# DIRECTIONS
The required output is the line with "woman above? Mark it with a dot." plus all lines that follow it to the end of the listing below, written out exactly, with no pictures.

# PROVIDED INFORMATION

============================================================

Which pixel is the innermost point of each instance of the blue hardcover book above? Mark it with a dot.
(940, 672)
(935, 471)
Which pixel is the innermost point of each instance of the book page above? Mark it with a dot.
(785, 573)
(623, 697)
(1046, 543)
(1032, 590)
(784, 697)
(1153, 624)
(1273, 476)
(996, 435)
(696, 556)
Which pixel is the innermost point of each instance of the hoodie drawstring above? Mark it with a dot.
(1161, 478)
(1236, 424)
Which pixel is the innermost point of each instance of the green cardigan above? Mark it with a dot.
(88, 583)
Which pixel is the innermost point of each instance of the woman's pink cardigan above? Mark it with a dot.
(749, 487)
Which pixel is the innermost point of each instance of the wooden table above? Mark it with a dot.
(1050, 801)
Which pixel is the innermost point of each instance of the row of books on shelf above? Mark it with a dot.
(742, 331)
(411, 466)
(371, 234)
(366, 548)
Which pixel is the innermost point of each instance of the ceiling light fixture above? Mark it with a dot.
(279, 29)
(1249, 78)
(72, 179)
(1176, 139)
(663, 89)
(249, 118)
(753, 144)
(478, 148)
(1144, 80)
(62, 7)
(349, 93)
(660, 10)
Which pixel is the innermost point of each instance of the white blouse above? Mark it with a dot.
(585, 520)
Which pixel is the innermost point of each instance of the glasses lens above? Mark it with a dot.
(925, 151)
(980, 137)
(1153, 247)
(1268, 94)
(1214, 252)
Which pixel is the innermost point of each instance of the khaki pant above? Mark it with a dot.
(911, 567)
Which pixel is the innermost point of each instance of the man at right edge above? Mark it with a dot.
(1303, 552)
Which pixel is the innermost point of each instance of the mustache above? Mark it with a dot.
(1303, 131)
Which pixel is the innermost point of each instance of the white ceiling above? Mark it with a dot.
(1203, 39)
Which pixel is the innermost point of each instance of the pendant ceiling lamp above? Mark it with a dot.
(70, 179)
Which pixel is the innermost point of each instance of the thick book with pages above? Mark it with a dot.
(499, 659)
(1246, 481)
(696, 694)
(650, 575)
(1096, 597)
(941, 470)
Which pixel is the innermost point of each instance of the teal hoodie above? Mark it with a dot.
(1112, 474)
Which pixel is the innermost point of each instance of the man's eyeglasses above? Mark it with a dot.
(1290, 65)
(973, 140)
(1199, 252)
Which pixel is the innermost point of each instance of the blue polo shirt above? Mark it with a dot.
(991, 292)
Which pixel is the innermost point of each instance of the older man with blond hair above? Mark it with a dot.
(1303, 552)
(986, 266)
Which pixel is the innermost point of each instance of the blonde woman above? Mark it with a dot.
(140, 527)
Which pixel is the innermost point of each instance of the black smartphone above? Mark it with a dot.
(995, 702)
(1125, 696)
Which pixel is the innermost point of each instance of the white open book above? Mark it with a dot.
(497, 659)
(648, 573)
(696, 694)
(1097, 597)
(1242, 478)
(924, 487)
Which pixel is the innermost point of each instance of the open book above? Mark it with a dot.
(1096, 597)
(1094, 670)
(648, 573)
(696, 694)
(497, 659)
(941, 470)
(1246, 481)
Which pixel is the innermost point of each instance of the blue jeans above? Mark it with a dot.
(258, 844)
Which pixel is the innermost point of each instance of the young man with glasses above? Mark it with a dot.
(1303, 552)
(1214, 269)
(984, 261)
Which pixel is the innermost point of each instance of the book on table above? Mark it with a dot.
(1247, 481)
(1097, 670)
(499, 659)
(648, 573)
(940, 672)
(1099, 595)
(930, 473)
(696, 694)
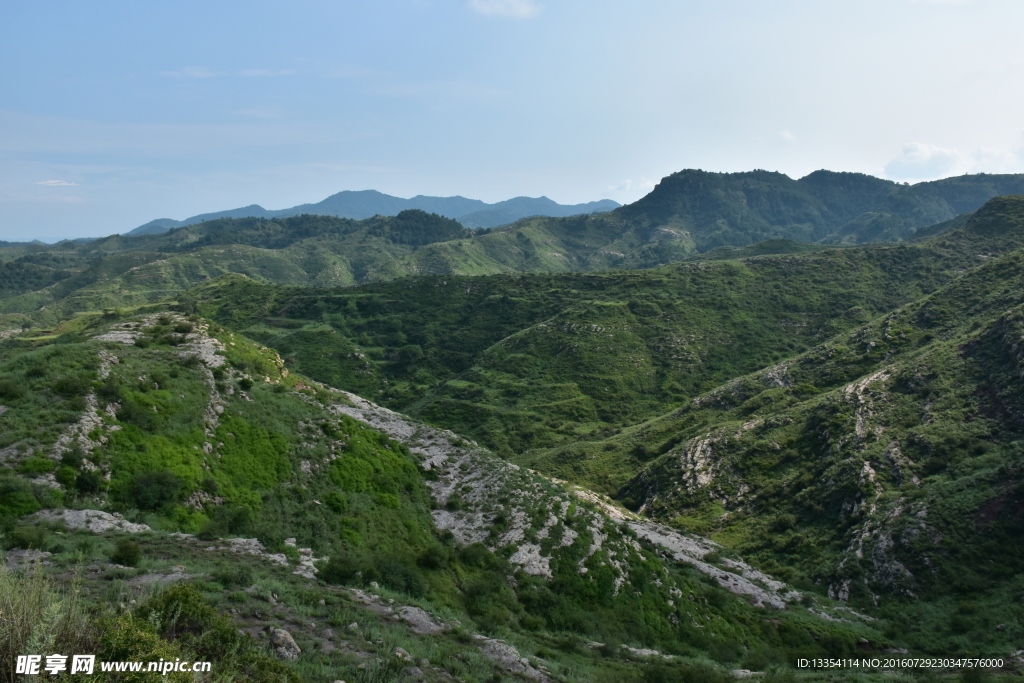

============================================================

# PROBLEM SOLUTION
Which pixel is the innermost point of each instance of the blonde woman above? Mark it with a dot.
(140, 527)
Which pixel is the innermost point of each instance of the black smartphone above? Mark it with a dot.
(995, 702)
(1125, 696)
Which pixel is the innermost point of each instance of the white open book above? Mark it with a dot.
(497, 659)
(648, 573)
(696, 694)
(1097, 597)
(1242, 478)
(924, 487)
Which pixel is the innermost point of each instance of the open book above? Mark it with a dot.
(1096, 597)
(1094, 670)
(648, 573)
(696, 694)
(497, 659)
(941, 470)
(1246, 481)
Which pixel is the innermost point of each instance of the blue jeans above? Mark it with a dot.
(258, 844)
Which pixel is the innermost point of each instance of the young man with glasses above? Mark it with a dot.
(1303, 552)
(1214, 269)
(984, 261)
Which pixel is the innermost point of each instance of the book on table above? Mark it with a dot.
(1247, 481)
(1097, 670)
(499, 659)
(648, 573)
(940, 672)
(1099, 595)
(930, 473)
(696, 694)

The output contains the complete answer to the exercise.